[[ Material for the task open ]]
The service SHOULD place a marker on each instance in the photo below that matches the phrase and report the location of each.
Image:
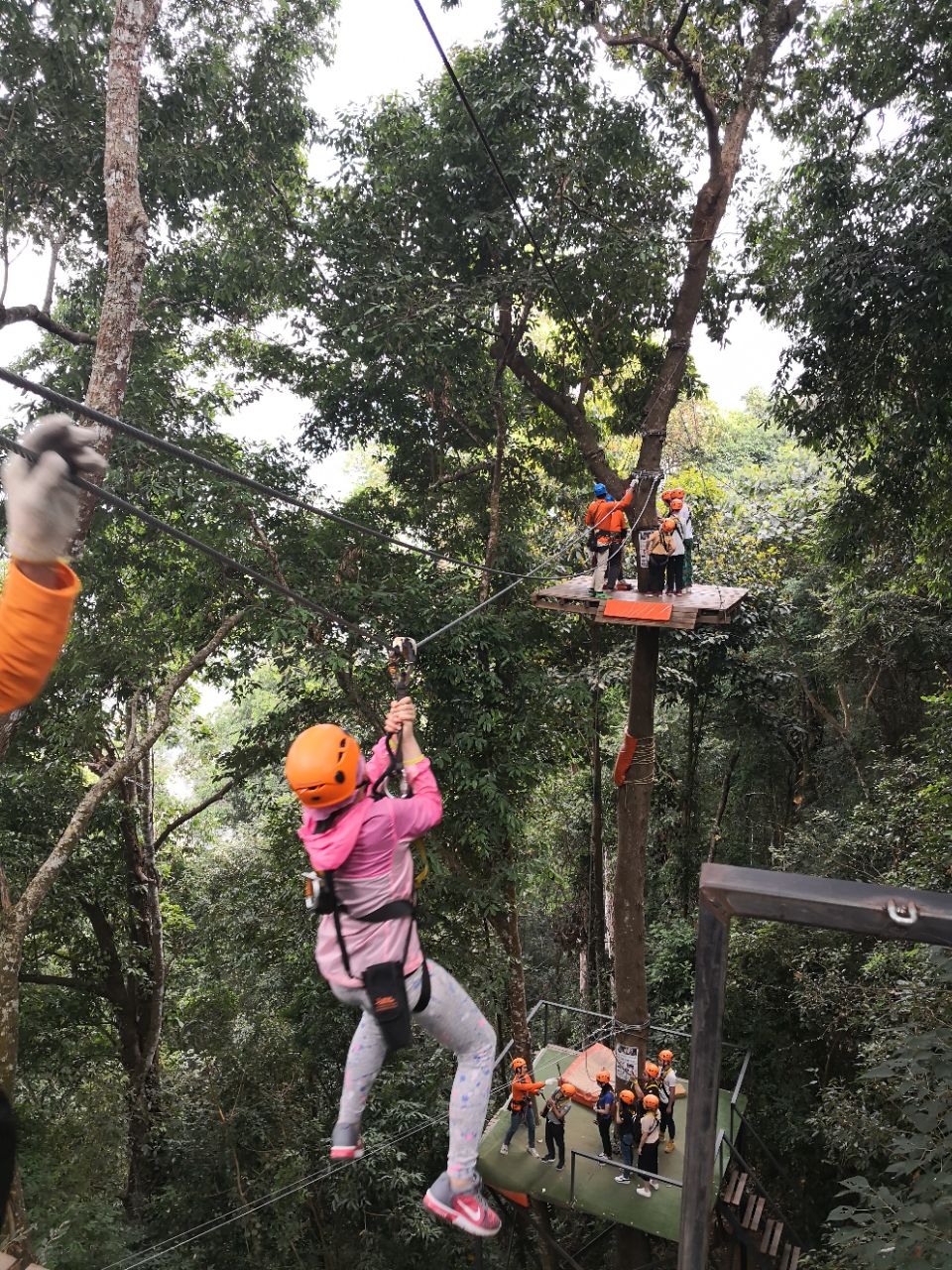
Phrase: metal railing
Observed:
(627, 1169)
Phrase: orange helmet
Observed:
(322, 766)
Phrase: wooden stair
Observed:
(756, 1223)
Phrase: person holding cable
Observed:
(368, 948)
(41, 589)
(37, 598)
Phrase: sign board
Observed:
(626, 1064)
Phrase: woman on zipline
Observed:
(368, 949)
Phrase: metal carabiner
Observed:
(902, 915)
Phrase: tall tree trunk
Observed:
(140, 1017)
(634, 816)
(126, 218)
(598, 975)
(497, 484)
(507, 928)
(687, 806)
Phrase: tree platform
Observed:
(710, 606)
(595, 1189)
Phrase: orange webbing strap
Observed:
(640, 611)
(625, 756)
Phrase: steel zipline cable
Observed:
(503, 181)
(226, 562)
(173, 1242)
(217, 468)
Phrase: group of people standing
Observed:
(669, 548)
(642, 1116)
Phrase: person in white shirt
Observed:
(648, 1148)
(685, 531)
(666, 1093)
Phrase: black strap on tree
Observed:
(400, 667)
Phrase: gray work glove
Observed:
(41, 500)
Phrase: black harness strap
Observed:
(389, 912)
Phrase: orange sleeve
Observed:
(33, 624)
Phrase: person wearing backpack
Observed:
(556, 1111)
(685, 527)
(368, 948)
(608, 527)
(522, 1106)
(675, 558)
(658, 550)
(648, 1144)
(629, 1132)
(604, 1114)
(666, 1093)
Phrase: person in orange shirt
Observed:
(522, 1106)
(40, 590)
(37, 597)
(608, 524)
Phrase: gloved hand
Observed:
(41, 502)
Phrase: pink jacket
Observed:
(368, 848)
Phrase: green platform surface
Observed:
(595, 1191)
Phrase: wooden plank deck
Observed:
(595, 1189)
(708, 606)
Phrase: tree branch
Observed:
(191, 812)
(59, 980)
(674, 56)
(31, 313)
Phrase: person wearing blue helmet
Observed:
(608, 529)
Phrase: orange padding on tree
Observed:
(625, 756)
(638, 611)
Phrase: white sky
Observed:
(382, 48)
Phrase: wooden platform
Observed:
(710, 606)
(595, 1189)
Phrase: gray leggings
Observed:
(457, 1024)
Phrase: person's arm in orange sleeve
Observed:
(35, 615)
(527, 1087)
(40, 590)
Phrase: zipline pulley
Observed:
(400, 667)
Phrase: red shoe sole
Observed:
(449, 1214)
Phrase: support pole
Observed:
(710, 978)
(634, 817)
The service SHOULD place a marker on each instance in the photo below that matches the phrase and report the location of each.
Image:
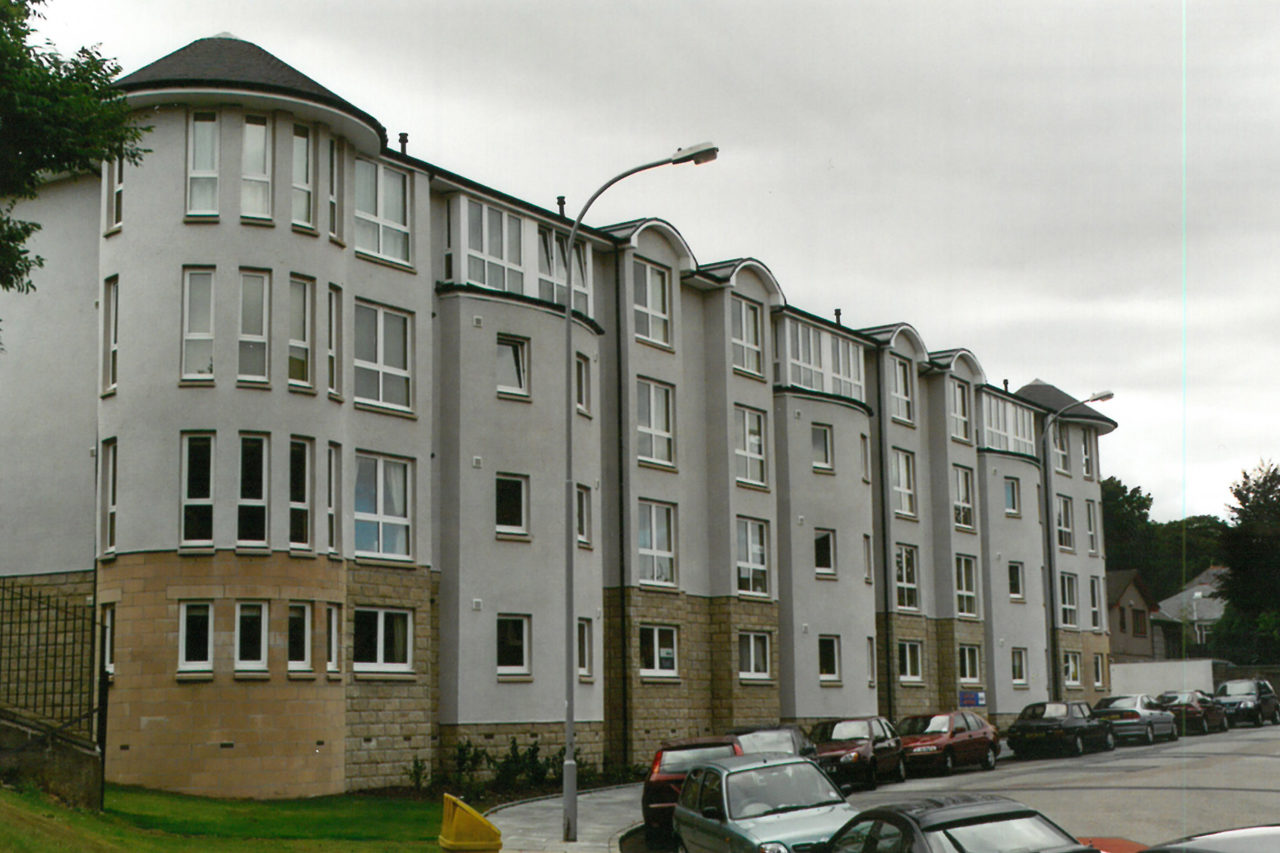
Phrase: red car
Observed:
(667, 776)
(946, 740)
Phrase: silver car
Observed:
(1137, 717)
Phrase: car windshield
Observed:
(842, 730)
(778, 788)
(1014, 835)
(767, 740)
(1043, 710)
(680, 760)
(936, 724)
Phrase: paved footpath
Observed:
(538, 825)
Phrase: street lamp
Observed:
(1050, 538)
(695, 154)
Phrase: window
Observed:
(824, 551)
(967, 665)
(512, 365)
(823, 456)
(300, 493)
(1072, 669)
(653, 302)
(805, 355)
(301, 176)
(753, 570)
(513, 644)
(904, 482)
(749, 445)
(967, 585)
(255, 325)
(382, 210)
(1066, 584)
(300, 635)
(300, 332)
(753, 655)
(1065, 524)
(251, 625)
(654, 423)
(333, 637)
(905, 576)
(251, 506)
(202, 165)
(511, 503)
(1016, 583)
(846, 368)
(584, 515)
(382, 506)
(828, 658)
(1018, 665)
(195, 637)
(657, 543)
(909, 661)
(1013, 496)
(197, 324)
(197, 489)
(382, 356)
(256, 168)
(960, 410)
(658, 651)
(494, 247)
(584, 648)
(382, 641)
(110, 332)
(963, 484)
(748, 350)
(901, 398)
(109, 495)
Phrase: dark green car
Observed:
(762, 803)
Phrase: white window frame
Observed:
(652, 555)
(186, 611)
(380, 366)
(753, 656)
(657, 633)
(379, 664)
(653, 302)
(296, 665)
(749, 446)
(191, 336)
(250, 340)
(252, 664)
(380, 516)
(745, 336)
(753, 557)
(659, 432)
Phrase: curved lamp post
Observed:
(695, 154)
(1055, 690)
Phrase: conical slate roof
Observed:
(224, 62)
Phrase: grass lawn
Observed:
(140, 821)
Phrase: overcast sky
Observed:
(1008, 177)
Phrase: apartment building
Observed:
(318, 466)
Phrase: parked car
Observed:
(956, 822)
(1059, 725)
(667, 775)
(945, 740)
(1248, 701)
(753, 803)
(1194, 711)
(1137, 716)
(859, 749)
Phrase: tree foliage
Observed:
(56, 115)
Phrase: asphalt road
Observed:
(1143, 793)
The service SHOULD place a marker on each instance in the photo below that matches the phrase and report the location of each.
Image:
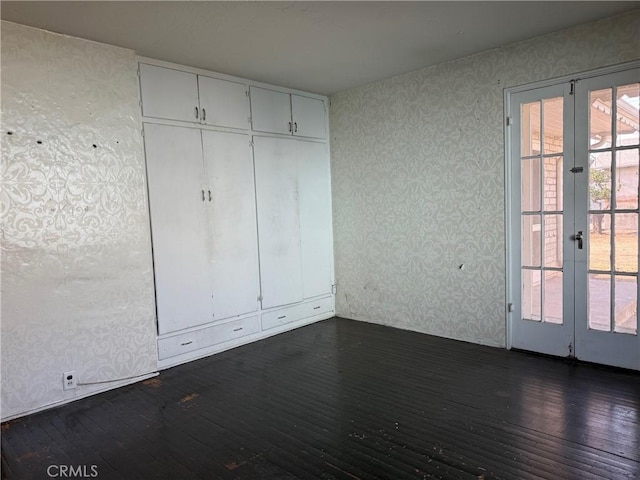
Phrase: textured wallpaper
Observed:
(418, 182)
(77, 284)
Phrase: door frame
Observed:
(508, 219)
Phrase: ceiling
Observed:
(320, 47)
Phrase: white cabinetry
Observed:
(240, 207)
(203, 225)
(287, 114)
(294, 219)
(176, 95)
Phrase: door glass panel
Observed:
(531, 231)
(530, 134)
(530, 196)
(627, 98)
(626, 242)
(553, 241)
(599, 293)
(553, 297)
(600, 118)
(553, 131)
(627, 169)
(600, 242)
(531, 295)
(626, 304)
(600, 181)
(553, 183)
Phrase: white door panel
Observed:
(308, 117)
(564, 139)
(223, 103)
(270, 111)
(541, 222)
(231, 212)
(168, 93)
(277, 193)
(315, 218)
(178, 226)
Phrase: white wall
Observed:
[[ Material for the task closed ]]
▶ **Task details**: If pictures appear among the entries above, omit them; repeat everything else verbatim.

▶ **Result**:
The service SHOULD place a marker on each instance in the photo below that matches the phrase and report the location of each.
Image:
Phrase: metal railing
Observed:
(627, 1169)
Phrase: orange helmet
Observed:
(322, 766)
Phrase: wooden stair
Observed:
(756, 1223)
Phrase: person holding cable
Observed:
(368, 948)
(41, 589)
(37, 598)
Phrase: sign board
Observed:
(626, 1064)
Phrase: woman on zipline
Observed:
(368, 949)
Phrase: metal carabiner
Observed:
(902, 915)
Phrase: tall tree trunk
Observed:
(140, 1017)
(634, 816)
(126, 218)
(598, 975)
(497, 484)
(507, 928)
(687, 806)
Phrase: tree platform
Observed:
(710, 606)
(595, 1189)
Phrase: orange webbing strap
Observed:
(640, 611)
(625, 756)
Phrase: steel zipline cable
Observed:
(503, 181)
(226, 562)
(173, 1242)
(217, 468)
Phrase: group of people standing
Observed:
(669, 548)
(642, 1116)
Phrase: person in white shirt
Observed:
(648, 1148)
(685, 531)
(666, 1093)
Phrase: black strap on tree
Observed:
(400, 667)
Phrase: gray work glove
Observed:
(41, 500)
Phrase: black harness strap
Observed:
(389, 912)
Phrase: orange sleeve
Observed:
(33, 624)
Phrase: person wearing backpack
Observed:
(556, 1111)
(685, 527)
(368, 948)
(608, 527)
(522, 1106)
(675, 558)
(658, 550)
(648, 1144)
(629, 1132)
(604, 1114)
(666, 1093)
Phrase: person in orange shirt
Observed:
(522, 1106)
(40, 590)
(37, 597)
(608, 524)
Phrase: gloved hand
Observed:
(41, 502)
Phrase: pink jacket
Observed:
(368, 848)
Phrase: green platform surface
Observed:
(595, 1191)
Phrase: wooden plank deck
Observed:
(595, 1189)
(708, 606)
Phrase: tree branch
Observed:
(191, 812)
(59, 980)
(674, 56)
(31, 313)
Phrase: person wearing blue helmet
Observed:
(608, 529)
Phrase: orange padding on tree
Observed:
(625, 756)
(638, 611)
Phrase: white sky
Observed:
(382, 48)
Phrase: wooden platform
Observed:
(710, 606)
(595, 1189)
Phrase: gray leggings
Observed:
(457, 1024)
Phrase: person's arm in orange sleeve
Observed:
(35, 615)
(527, 1087)
(40, 590)
Phrase: zipline pulley
Observed:
(400, 667)
Phrase: red shoe sole
Observed:
(449, 1214)
Phrase: support pole
Observed:
(710, 978)
(634, 817)
The service SHOULD place a marker on each instance in the photo below that matches the phrase and report the location of each.
Image:
Phrase: red car
Observed:
(667, 776)
(946, 740)
Phrase: silver car
Observed:
(1137, 717)
Phrase: car windshield
Observed:
(842, 730)
(778, 788)
(1014, 835)
(767, 740)
(1043, 710)
(680, 760)
(936, 724)
Phrase: paved footpath
Observed:
(538, 825)
Phrase: street lamp
Observed:
(1050, 538)
(695, 154)
Phrase: window
Observed:
(824, 551)
(967, 665)
(512, 365)
(823, 456)
(300, 493)
(1072, 669)
(653, 302)
(805, 355)
(301, 176)
(753, 570)
(513, 644)
(904, 482)
(749, 445)
(967, 585)
(255, 325)
(382, 210)
(1066, 584)
(300, 635)
(300, 332)
(753, 655)
(1065, 524)
(251, 625)
(654, 423)
(333, 637)
(905, 576)
(251, 506)
(202, 165)
(511, 503)
(1016, 583)
(846, 368)
(584, 515)
(382, 506)
(828, 658)
(1018, 665)
(195, 637)
(657, 543)
(909, 661)
(1013, 496)
(197, 324)
(197, 489)
(382, 356)
(256, 168)
(960, 410)
(658, 651)
(494, 247)
(584, 648)
(382, 641)
(110, 332)
(963, 484)
(748, 350)
(901, 398)
(109, 495)
Phrase: dark green car
Observed:
(762, 803)
Phrase: white window frame
Observed:
(652, 555)
(186, 611)
(380, 366)
(753, 656)
(657, 633)
(379, 664)
(653, 302)
(296, 665)
(749, 446)
(191, 336)
(250, 340)
(252, 664)
(380, 516)
(745, 336)
(753, 557)
(659, 432)
Phrase: curved lamp post
Observed:
(695, 154)
(1055, 690)
Phrase: conical slate roof
Observed:
(224, 62)
Phrase: grass lawn
Observed:
(140, 821)
Phrase: overcast sky
Observed:
(1008, 177)
Phrase: apartment building
Observed:
(318, 466)
Phrase: parked car
Observed:
(956, 822)
(1059, 725)
(667, 775)
(945, 740)
(1248, 701)
(753, 803)
(1194, 711)
(1137, 716)
(859, 749)
Phrase: tree foliage
Observed:
(56, 115)
Phrase: asphalt road
Observed:
(1143, 793)
The service SHOULD place a marker on each instance in the photo below that matches the phrase and report the location of each.
Image:
Phrase: textured wallpaper
Observed:
(418, 182)
(77, 284)
Phrase: door frame
Observed:
(508, 219)
Phrase: ceiling
Observed:
(320, 47)
Phrase: white cabinetry
Observed:
(240, 207)
(203, 225)
(287, 114)
(294, 219)
(176, 95)
Phrase: door glass panel
Observed:
(531, 231)
(530, 134)
(530, 196)
(627, 98)
(626, 242)
(553, 241)
(599, 293)
(553, 297)
(600, 118)
(553, 131)
(627, 169)
(600, 242)
(531, 295)
(626, 304)
(600, 181)
(553, 183)
Phrase: white door panel
Observed:
(308, 117)
(564, 139)
(223, 103)
(270, 111)
(541, 222)
(231, 212)
(168, 93)
(277, 193)
(315, 218)
(178, 226)
Phrase: white wall
Observed:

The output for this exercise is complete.